### RECORDED DATA ###
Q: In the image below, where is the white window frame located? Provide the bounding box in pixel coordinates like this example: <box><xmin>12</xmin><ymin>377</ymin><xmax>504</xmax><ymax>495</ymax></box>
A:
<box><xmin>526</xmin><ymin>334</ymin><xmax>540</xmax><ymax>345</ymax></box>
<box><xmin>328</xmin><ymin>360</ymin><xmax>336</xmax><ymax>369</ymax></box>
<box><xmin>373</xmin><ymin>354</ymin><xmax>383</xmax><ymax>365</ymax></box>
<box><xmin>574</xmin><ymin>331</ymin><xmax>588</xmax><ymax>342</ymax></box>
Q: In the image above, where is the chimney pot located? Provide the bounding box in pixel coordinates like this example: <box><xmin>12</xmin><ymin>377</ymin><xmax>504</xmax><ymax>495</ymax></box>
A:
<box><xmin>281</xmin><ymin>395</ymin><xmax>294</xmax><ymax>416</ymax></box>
###
● **WHAT IS EXPECTED**: All of the data above should be set down again exactly.

● **SOLUTION FOR THIS TASK**:
Q: In the image below, where is the white window frame located? Provide the bounding box in pixel coordinates like this example: <box><xmin>12</xmin><ymin>377</ymin><xmax>504</xmax><ymax>495</ymax></box>
A:
<box><xmin>526</xmin><ymin>334</ymin><xmax>540</xmax><ymax>345</ymax></box>
<box><xmin>328</xmin><ymin>360</ymin><xmax>336</xmax><ymax>369</ymax></box>
<box><xmin>373</xmin><ymin>354</ymin><xmax>383</xmax><ymax>365</ymax></box>
<box><xmin>574</xmin><ymin>331</ymin><xmax>588</xmax><ymax>342</ymax></box>
Q: In the image above, where is the chimney pot located? Provide the bounding box in pixel coordinates like this example: <box><xmin>12</xmin><ymin>377</ymin><xmax>504</xmax><ymax>495</ymax></box>
A:
<box><xmin>281</xmin><ymin>395</ymin><xmax>294</xmax><ymax>416</ymax></box>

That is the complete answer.